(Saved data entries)

-- Opening Marker --

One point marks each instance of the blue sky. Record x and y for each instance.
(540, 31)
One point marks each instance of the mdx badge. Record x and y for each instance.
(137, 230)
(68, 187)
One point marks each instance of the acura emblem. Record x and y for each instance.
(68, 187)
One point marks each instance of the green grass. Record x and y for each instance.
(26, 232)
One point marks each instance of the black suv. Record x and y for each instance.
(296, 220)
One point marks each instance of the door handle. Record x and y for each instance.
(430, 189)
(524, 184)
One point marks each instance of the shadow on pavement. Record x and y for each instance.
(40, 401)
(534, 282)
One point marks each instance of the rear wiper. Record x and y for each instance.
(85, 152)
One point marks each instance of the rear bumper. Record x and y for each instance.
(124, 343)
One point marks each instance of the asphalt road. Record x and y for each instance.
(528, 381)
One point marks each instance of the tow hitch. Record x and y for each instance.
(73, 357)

-- Closing Marker --

■ **What you will do**:
Lines from the one containing "One point marks each instance of the mdx" to the end of the data are to be printed exactly, including the first and last.

■ **Exercise output**:
One point marks each instance of the mdx badge. Record x and y for each instance.
(137, 230)
(68, 187)
One point marks each instance of the acura emblem. Record x and y for each instance.
(68, 187)
One point marks each instance of the green grass. Record x and y for each instance.
(26, 232)
One point marks each instance of the black suv. Record x and y for each instance.
(296, 220)
One point marks each instance of the door handle. Record x and y for each instance.
(430, 189)
(524, 184)
One point marks each instance of the shadow on pavement. Record x and y for each instance.
(40, 401)
(534, 282)
One point marks each instance of the rear wiper. Record x and y for each instance.
(85, 152)
One point marks each instance of the rear bumper. Record x and y for each instance.
(124, 343)
One point marks each instance of the asphalt road. Record x and y for each instance.
(528, 381)
One point marks each instance of the tow hitch. Record x and y for each instance.
(73, 357)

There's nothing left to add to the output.